== What is expected ==
Starting with the line that contains "For the benchmark, point to the wheat stalk" and going on through the end of the data, write out every line again and shift each answer coordinate by -97. Leave all other numbers as they are.

== Information given ==
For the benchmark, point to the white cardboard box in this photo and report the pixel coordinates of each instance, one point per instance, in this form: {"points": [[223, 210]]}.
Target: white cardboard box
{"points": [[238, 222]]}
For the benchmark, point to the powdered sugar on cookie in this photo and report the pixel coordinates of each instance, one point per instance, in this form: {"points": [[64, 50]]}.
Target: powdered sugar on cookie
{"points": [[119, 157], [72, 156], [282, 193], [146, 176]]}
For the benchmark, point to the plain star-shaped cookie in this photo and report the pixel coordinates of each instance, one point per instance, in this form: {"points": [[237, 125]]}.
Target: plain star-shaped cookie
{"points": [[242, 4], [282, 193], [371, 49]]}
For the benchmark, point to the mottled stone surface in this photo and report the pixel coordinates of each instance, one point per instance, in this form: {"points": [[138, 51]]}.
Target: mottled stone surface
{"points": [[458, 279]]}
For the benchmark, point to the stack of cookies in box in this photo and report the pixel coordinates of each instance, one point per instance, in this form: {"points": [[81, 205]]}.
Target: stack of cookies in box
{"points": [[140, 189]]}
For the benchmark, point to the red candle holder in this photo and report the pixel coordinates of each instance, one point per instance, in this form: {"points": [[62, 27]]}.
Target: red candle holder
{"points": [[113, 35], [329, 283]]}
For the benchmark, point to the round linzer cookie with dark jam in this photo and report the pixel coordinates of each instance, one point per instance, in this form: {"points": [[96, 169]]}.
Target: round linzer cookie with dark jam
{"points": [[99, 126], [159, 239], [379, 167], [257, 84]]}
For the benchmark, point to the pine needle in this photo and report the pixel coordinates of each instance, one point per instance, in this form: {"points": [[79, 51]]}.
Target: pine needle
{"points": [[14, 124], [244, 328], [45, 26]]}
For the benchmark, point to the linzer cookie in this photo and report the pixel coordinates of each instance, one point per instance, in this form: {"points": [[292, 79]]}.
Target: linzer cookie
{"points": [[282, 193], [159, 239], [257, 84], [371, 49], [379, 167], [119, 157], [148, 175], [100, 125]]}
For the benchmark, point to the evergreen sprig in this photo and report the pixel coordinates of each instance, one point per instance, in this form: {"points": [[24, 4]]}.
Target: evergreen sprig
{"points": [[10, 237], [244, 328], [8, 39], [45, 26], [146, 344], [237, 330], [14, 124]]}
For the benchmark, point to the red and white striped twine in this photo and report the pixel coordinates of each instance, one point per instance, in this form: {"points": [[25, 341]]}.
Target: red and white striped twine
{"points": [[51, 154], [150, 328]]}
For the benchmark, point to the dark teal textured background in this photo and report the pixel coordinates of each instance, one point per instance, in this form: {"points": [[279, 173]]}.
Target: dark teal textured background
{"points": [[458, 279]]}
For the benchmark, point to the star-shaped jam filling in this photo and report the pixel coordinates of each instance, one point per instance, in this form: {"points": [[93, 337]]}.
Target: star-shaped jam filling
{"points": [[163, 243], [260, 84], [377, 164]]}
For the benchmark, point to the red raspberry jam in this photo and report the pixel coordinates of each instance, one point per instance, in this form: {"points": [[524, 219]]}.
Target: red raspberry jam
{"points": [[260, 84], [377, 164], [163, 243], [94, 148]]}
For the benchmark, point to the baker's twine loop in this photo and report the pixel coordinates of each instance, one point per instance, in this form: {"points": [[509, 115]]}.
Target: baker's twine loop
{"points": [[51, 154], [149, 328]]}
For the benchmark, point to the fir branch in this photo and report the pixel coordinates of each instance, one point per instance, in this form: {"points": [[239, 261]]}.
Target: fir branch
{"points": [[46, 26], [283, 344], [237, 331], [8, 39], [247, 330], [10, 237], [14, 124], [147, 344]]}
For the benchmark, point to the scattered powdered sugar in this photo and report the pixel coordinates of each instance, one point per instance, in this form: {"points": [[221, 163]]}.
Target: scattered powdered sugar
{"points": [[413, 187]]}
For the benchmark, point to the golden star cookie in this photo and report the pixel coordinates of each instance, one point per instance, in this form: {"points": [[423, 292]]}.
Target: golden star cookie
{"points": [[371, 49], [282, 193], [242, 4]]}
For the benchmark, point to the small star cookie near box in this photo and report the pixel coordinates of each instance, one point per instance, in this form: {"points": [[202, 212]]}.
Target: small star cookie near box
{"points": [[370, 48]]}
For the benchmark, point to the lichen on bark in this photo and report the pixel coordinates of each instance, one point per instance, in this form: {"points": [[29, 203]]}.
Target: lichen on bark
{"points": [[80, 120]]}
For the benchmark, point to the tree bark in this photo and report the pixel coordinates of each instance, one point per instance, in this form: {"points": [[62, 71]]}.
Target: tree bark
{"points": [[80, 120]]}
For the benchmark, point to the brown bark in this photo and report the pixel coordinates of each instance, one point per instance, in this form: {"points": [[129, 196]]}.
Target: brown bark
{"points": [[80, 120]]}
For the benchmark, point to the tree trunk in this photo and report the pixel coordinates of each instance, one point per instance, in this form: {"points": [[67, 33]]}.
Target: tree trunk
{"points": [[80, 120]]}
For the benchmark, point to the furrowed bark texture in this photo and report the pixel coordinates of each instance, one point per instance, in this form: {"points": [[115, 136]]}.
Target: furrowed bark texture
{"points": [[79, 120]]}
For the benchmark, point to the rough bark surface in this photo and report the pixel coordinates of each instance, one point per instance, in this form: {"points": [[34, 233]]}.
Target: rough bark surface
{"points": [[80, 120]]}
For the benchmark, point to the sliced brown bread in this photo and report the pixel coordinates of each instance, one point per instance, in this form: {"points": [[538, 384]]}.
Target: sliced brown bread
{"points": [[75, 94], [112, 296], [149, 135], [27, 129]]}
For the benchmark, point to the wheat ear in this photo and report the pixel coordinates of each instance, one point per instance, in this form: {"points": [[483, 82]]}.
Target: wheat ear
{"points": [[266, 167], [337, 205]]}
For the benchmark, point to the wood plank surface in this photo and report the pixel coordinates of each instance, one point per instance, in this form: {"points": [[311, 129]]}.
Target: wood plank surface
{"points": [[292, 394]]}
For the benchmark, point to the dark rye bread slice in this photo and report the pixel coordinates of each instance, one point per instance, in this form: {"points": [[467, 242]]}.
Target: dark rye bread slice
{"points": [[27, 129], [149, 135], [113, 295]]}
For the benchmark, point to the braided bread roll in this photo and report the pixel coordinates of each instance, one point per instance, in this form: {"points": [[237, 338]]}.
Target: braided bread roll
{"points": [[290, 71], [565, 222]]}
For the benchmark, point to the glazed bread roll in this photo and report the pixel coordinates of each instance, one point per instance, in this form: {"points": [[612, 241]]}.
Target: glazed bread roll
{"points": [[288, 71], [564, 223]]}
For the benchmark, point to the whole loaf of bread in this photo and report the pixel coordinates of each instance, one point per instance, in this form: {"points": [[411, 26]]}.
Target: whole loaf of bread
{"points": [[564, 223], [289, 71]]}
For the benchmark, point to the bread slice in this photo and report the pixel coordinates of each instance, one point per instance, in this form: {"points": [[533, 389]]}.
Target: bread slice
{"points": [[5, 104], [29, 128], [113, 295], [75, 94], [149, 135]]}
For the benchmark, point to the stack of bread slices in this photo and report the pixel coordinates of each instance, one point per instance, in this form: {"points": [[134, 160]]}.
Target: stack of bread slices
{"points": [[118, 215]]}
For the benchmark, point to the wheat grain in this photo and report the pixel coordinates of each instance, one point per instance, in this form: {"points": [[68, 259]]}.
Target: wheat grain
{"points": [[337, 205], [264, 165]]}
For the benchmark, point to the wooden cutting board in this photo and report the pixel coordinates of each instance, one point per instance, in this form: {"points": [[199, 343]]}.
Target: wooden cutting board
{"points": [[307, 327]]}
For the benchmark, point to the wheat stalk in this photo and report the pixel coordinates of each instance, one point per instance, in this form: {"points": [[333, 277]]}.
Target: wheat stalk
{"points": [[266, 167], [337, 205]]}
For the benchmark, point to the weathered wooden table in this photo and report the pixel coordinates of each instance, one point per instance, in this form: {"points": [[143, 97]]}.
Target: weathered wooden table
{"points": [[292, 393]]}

== Task solution ==
For the benchmark, point to the wheat stalk in this photo and report the pixel coordinates of each instance, one point per instance, in this form: {"points": [[333, 277]]}.
Target: wheat stalk
{"points": [[169, 70], [240, 108]]}
For the benchmark, point to the weathered wooden table in this photo and report the pixel coordinates of each instance, one point per instance, in this form: {"points": [[143, 97]]}.
Target: weathered wooden table
{"points": [[195, 296]]}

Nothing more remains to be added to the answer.